## begin Extract to read

Skip to main content

Full NLP toolkit for Malaysian Manglish - 51 modules, zero dependencies for core

Project description

malaysian-manglish-nlp

PyPI version Python versions Docs HuggingFace Dataset Demo License: MIT

Full NLP toolkit for Malaysian Manglish — 51 modules, zero dependencies for core.

Built for real-world Malaysian text: social media, news, chat messages, code-switched Malay-English content.

Installation

pip install malaysian-manglish-nlp

Extras

pip install malaysian-manglish-nlp[transformers]   # HuggingFace transformer models
pip install malaysian-manglish-nlp[embeddings]     # Word2Vec/FastText embeddings
pip install malaysian-manglish-nlp[spacy]          # spaCy integration
pip install malaysian-manglish-nlp[api]            # FastAPI REST API
pip install malaysian-manglish-nlp[langchain]      # LangChain tools
pip install malaysian-manglish-nlp[all]            # Everything

Quick Start

from malaysian_manglish_nlp import sentiment, normalize, ner, detect_language

# Sentiment analysis
result = sentiment("Weh best gila makanan dia!")
print(result)
# {'sentiment': 'positive', 'score': 0.94, 'raw_score': 2.5}

# Text normalization
clean = normalize("xpe la bro, aku ok je")

## end Extract to read

◆ Exercise goal
Copy the project page for the Malaysian Manglish NLP toolkit above word for word, in full.

## begin Data shown

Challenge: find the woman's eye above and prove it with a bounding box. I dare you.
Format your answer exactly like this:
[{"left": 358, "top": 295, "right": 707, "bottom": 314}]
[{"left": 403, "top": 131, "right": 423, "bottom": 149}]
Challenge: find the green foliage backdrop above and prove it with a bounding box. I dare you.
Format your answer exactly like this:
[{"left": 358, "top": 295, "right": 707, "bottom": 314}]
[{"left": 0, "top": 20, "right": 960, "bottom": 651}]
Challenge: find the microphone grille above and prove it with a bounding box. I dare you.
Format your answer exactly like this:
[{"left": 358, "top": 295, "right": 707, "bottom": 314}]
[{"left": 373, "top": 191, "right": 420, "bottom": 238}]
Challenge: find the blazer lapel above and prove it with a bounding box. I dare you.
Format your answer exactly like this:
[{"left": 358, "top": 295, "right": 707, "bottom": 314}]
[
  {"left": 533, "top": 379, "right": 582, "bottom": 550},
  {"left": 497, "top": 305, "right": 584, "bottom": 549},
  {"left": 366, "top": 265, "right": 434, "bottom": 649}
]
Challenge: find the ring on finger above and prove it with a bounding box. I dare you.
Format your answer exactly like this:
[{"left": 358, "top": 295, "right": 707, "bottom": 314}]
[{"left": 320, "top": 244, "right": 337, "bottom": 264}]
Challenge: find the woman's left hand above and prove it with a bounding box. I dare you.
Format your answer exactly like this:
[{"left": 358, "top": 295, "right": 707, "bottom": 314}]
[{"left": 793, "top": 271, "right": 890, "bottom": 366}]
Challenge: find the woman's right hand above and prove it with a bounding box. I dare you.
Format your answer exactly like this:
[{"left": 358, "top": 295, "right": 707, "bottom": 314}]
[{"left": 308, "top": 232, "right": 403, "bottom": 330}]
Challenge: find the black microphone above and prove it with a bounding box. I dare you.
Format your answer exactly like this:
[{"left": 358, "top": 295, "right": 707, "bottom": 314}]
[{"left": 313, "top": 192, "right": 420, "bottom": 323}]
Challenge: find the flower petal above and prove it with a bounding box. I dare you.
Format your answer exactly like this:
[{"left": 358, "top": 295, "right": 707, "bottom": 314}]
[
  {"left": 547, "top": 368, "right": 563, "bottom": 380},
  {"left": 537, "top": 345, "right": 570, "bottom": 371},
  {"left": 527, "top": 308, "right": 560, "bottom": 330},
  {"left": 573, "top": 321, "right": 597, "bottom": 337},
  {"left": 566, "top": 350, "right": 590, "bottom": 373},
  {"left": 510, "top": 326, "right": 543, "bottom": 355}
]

## end Data shown

◆ Result for this task
Skip to main content

Full NLP toolkit for Malaysian Manglish - 51 modules, zero dependencies for core

Project description

malaysian-manglish-nlp

PyPI version Python versions Docs HuggingFace Dataset Demo License: MIT

Full NLP toolkit for Malaysian Manglish — 51 modules, zero dependencies for core.

Built for real-world Malaysian text: social media, news, chat messages, code-switched Malay-English content.

Installation

pip install malaysian-manglish-nlp

Extras

pip install malaysian-manglish-nlp[transformers]   # HuggingFace transformer models
pip install malaysian-manglish-nlp[embeddings]     # Word2Vec/FastText embeddings
pip install malaysian-manglish-nlp[spacy]          # spaCy integration
pip install malaysian-manglish-nlp[api]            # FastAPI REST API
pip install malaysian-manglish-nlp[langchain]      # LangChain tools
pip install malaysian-manglish-nlp[all]            # Everything

Quick Start

from malaysian_manglish_nlp import sentiment, normalize, ner, detect_language

# Sentiment analysis
result = sentiment("Weh best gila makanan dia!")
print(result)
# {'sentiment': 'positive', 'score': 0.94, 'raw_score': 2.5}

# Text normalization
clean = normalize("xpe la bro, aku ok je")